Assignment = Could you find each line of the data below that contains the word "coat" and copy those lines?
════════
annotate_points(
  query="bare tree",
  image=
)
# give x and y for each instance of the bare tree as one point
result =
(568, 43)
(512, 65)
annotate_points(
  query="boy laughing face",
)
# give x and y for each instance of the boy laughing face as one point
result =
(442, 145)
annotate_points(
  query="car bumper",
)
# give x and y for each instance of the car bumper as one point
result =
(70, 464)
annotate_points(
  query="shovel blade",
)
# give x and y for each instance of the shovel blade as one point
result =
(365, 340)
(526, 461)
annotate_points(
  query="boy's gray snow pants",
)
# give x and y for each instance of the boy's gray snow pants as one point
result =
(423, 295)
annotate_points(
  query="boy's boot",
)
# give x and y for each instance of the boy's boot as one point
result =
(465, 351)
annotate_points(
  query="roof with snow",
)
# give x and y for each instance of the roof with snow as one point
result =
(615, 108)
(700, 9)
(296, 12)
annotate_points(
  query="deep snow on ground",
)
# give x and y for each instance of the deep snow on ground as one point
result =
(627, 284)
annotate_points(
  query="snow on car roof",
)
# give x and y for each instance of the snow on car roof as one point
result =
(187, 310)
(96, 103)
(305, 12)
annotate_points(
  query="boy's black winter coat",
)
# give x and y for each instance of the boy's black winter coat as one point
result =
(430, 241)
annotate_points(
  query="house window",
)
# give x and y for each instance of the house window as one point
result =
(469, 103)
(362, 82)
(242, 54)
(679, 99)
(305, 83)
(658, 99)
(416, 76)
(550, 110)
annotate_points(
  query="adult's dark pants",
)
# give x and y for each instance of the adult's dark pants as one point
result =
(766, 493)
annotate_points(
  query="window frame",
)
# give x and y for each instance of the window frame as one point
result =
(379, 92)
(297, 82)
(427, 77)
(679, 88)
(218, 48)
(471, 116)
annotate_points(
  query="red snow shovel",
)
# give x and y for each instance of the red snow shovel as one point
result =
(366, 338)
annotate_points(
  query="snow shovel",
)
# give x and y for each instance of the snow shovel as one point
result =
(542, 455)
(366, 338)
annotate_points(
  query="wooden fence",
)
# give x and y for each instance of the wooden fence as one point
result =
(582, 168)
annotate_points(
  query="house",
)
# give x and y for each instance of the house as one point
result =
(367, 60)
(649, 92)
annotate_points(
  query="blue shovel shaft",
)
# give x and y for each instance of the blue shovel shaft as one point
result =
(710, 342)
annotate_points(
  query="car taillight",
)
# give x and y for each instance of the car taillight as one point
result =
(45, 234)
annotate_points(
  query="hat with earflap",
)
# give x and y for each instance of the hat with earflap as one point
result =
════════
Answer =
  query="boy's black winter coat",
# give x and y for each instance of the boy's black winter coat as one point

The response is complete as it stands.